## Problem
Every record here needs to be duplicated exactly.

## Data for this exercise
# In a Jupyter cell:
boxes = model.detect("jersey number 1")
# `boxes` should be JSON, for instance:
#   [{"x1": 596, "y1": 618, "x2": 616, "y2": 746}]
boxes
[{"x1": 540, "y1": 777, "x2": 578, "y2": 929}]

## Output of the exercise
# In a Jupyter cell:
boxes = model.detect("jersey number 1")
# `boxes` should be JSON, for instance:
#   [{"x1": 596, "y1": 618, "x2": 616, "y2": 746}]
boxes
[{"x1": 540, "y1": 777, "x2": 578, "y2": 929}]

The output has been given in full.